▸ **EXERCISE OBJECTIVE**:
The answer should consist of all the records, copied exactly.

Start of RECORDS FOR THIS EXERCISE

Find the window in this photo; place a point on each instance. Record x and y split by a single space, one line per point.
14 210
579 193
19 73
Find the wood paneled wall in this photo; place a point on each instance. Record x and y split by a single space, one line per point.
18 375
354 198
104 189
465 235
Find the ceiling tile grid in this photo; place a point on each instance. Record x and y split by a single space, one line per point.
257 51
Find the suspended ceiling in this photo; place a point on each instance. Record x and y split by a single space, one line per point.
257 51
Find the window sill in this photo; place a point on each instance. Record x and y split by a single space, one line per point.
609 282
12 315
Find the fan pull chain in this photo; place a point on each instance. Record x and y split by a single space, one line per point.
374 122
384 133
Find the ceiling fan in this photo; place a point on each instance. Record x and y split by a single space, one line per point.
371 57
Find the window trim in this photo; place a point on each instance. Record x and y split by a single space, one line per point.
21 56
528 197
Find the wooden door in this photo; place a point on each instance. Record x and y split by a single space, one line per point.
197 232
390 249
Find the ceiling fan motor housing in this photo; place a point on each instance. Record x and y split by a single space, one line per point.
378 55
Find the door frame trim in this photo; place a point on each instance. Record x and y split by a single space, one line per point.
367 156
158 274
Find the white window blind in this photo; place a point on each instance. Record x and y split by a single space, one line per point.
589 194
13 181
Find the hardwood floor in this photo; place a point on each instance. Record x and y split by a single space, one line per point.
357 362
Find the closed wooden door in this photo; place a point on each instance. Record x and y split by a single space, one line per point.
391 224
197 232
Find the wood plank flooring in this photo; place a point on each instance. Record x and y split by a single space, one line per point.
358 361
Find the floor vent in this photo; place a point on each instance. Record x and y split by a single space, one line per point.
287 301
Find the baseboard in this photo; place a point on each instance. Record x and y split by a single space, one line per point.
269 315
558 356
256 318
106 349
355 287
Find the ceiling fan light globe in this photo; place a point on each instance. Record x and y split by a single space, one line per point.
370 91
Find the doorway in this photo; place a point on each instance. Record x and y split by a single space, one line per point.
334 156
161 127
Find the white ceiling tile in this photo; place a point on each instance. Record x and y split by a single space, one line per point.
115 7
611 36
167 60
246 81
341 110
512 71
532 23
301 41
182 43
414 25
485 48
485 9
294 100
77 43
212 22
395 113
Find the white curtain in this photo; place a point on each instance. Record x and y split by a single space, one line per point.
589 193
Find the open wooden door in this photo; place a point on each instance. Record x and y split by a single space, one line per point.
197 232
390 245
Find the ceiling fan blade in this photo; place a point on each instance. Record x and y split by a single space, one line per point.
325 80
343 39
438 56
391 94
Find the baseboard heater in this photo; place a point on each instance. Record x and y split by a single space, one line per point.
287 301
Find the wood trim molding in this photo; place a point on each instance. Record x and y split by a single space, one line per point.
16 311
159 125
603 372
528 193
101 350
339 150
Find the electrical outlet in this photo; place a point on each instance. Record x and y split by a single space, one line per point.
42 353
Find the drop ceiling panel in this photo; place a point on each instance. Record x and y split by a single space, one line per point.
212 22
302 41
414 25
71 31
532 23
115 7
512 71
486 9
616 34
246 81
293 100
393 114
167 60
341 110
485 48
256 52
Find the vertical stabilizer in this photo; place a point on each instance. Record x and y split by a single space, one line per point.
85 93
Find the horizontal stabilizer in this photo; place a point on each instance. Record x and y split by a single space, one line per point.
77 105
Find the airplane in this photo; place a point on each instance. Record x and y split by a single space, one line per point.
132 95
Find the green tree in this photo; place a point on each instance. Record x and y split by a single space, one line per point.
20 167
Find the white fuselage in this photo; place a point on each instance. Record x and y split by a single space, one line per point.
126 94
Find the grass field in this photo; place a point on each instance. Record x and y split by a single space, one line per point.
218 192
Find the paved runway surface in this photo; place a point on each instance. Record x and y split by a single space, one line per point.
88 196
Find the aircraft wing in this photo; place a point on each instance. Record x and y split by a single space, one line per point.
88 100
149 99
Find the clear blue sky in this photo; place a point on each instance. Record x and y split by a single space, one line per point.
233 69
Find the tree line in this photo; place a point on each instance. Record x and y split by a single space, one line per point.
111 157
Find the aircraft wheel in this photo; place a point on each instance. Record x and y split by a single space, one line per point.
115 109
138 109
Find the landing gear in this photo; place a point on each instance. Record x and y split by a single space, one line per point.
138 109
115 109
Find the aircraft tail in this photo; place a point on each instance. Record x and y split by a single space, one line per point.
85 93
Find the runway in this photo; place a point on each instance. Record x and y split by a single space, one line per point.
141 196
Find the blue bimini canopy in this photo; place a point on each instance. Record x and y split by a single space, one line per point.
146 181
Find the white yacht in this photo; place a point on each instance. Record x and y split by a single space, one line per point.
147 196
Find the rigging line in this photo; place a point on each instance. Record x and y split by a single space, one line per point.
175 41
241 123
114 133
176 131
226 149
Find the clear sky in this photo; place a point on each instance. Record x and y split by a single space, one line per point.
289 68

End of RECORDS FOR THIS EXERCISE

▸ **OUTPUT BELOW**:
Find the window in this photo; place a point on each instance. Record x and y split by a single space, one line per point.
14 210
579 193
19 73
Find the wood paneled wall in this photo; place a point on each instance. Record x and y split by a single space, one line per point.
18 375
354 198
104 189
465 235
Find the ceiling tile grid in this photo; place a point on each instance. Record x and y split by a single space, one line per point.
257 51
Find the suspended ceiling in this photo; place a point on each instance. Record x and y split by a single space, one line per point.
257 51
Find the window sill in this photo; place a point on each instance. Record x and y split by a single space, one line per point.
609 282
12 315
Find the fan pull chain in this photo; place a point on each instance. Record x and y split by a single space, one line per point.
374 122
384 133
Find the ceiling fan in this photo; place a point on each instance. Record x and y split by a single space, one line per point.
371 57
Find the window trim in this photo; place a point on each instance. Record x and y split by a single space, one line per point.
21 56
528 197
Find the wooden door in this photo; place a point on each instance. Record x and y split by a single space, one line per point.
197 232
390 249
Find the ceiling fan motor housing in this photo; place a point on each instance. Record x and y split by a single space, one line per point.
378 55
Find the door frame trim in this photo; place a point on each instance. Record x and y split by a single space, one line per point.
367 156
158 274
Find the white window blind in this photo; place a point on each instance. Record x and y split by a single space, one line per point.
589 194
13 181
Find the hardwood floor in this photo; place a point on each instance. Record x and y split by a single space, one line per point.
357 362
Find the closed wooden door in this photo; place a point on each instance. Record x and y split by a single space, one line per point.
391 224
197 232
Find the wood plank flooring in this photo; place a point on each instance. Record x and y split by a single space, one line per point.
358 361
Find the floor vent in this photo; place a point on each instance. Record x and y split by a single space, one line per point.
287 301
Find the baseboard in this photo; place a point on each instance. Record x and y split by a single space, one line per point.
269 315
558 356
256 318
106 349
355 287
Find the ceiling fan light globe in this photo; place a point on each instance. Record x and y split by a single space, one line per point.
370 91
Find the doorway in this photo; place a point on each instance. Record x and y split by a single space, one line per point.
334 156
161 127
Find the white ceiling tile in this photo; place a point on each instance. Record x and y split by a single space, one line per point.
115 7
611 36
167 60
246 81
341 110
512 71
532 23
301 41
182 43
414 25
485 48
485 9
294 100
77 43
212 22
395 113
Find the white curtain in this photo; place a point on each instance. Record x and y split by a single space, one line per point.
589 193
Find the open wooden door in this photo; place a point on each instance. Record x and y split by a single space, one line per point.
197 232
390 245
Find the ceiling fan blade in this photo; place a point on each instance. Record x and y split by a single space, one line per point.
325 80
343 39
438 56
391 94
Find the baseboard heater in this photo; place a point on each instance. Record x and y split by a single space, one line per point.
287 301
Find the wood trim molding in this photo; place a point on each instance. Record x and y split by a single space, one line per point.
16 311
159 125
603 372
528 193
101 350
339 150
Find the electrical outlet in this photo; place a point on each instance. Record x and y split by a single space, one line per point.
42 353
Find the drop ceiling panel in this photo; place a point on each instance. Record x and y split by a single space, one line per point.
212 22
302 41
414 25
71 31
532 23
115 7
512 71
486 9
616 34
246 81
293 100
393 114
167 60
341 110
485 48
256 52
Find the vertical stabilizer in this photo; place a point on each instance. Record x and y split by a single space, one line per point.
85 93
Find the horizontal stabilizer in this photo; place a point on each instance. Record x and y split by a single space, one line per point.
77 105
Find the airplane in this photo; place a point on each instance. Record x and y split by a single space, one line per point.
132 95
Find the green tree in this photo; place a point on each instance. Record x and y split by a single space, one line per point.
20 167
Find the white fuselage in this photo; place a point on each instance. Record x and y split by a single space, one line per point.
126 94
Find the grass field in this photo; place a point on each instance. Record x and y split by a single space, one line per point.
218 192
Find the paved runway surface in this photo; place a point on each instance. Record x and y split by a single space, one line per point.
88 196
Find the aircraft wing in this photo; place a point on each instance. Record x and y split by a single space, one line per point.
88 100
149 99
Find the clear blue sky in this photo; place a point on each instance. Record x and y split by a single space, one line per point.
233 69
Find the tree line in this photo; place a point on each instance. Record x and y split by a single space, one line per point.
111 157
Find the aircraft wheel in this photo; place a point on each instance. Record x and y split by a single space, one line per point.
115 109
138 109
Find the landing gear in this photo; place a point on each instance. Record x and y split by a single space, one line per point.
138 109
115 109
Find the aircraft tail in this photo; place a point on each instance. Record x and y split by a single space, one line per point.
85 93
Find the runway in this photo; place a point on each instance. Record x and y split by a single space, one line per point.
141 196
Find the blue bimini canopy in this photo; place a point on each instance. Record x and y split by a single space, one line per point.
146 181
Find the white yacht in this photo; place a point on each instance. Record x and y split by a single space, one line per point.
147 196
Find the rigging line in this photo; place a point on each instance. Record x and y split by a single space, one line per point.
175 41
241 123
114 133
176 131
226 149
Find the clear sky in this photo; place a point on each instance. Record x and y split by a single space, one line per point.
289 68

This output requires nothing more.